=== Exercise material ===
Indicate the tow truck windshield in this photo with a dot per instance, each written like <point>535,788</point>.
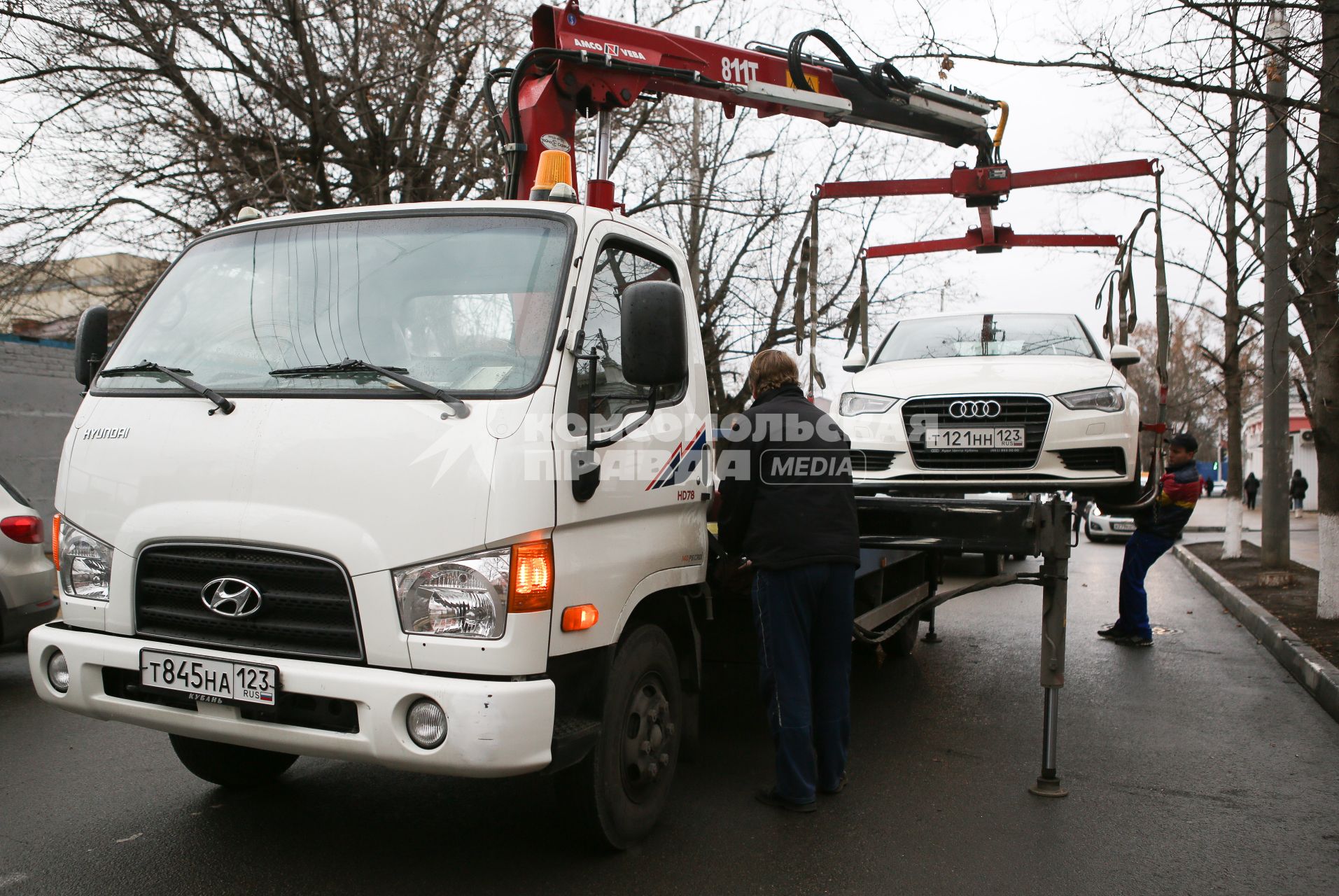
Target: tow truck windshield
<point>987,337</point>
<point>460,302</point>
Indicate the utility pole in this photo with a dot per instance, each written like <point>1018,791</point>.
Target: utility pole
<point>1275,535</point>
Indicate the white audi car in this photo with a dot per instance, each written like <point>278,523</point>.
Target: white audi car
<point>986,402</point>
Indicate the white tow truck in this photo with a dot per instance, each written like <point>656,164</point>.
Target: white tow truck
<point>428,485</point>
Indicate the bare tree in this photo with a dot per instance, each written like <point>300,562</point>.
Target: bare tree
<point>1191,48</point>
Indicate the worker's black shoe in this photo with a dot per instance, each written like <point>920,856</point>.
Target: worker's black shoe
<point>769,797</point>
<point>841,785</point>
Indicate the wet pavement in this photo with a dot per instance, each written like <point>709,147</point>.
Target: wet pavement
<point>1193,766</point>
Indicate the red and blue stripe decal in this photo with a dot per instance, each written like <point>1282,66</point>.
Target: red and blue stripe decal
===
--- Problem statement ---
Please copy every line of the data that carries the string "this".

--- Solved exercise ---
Indicate the tow truck windshield in this photo with a dot per instance, each written like <point>535,788</point>.
Indicate the utility pole in this photo with a dot per instance, each written like <point>1018,791</point>.
Indicate the white audi car in this photo with a dot per instance, each written like <point>278,523</point>.
Indicate the white tow truck in this photo with a dot per instance, each written like <point>656,164</point>.
Indicate the bare tree in this photo with a dot per instance, each written like <point>300,562</point>.
Indicate the worker's black shoe in this photo with a dot per instance, each written like <point>920,856</point>.
Indicate the wet pavement in this photo with a dot per instance, each written like <point>709,147</point>.
Indicate the red and blue stripe decal in this photo with a dot per instance, each written like <point>1282,66</point>.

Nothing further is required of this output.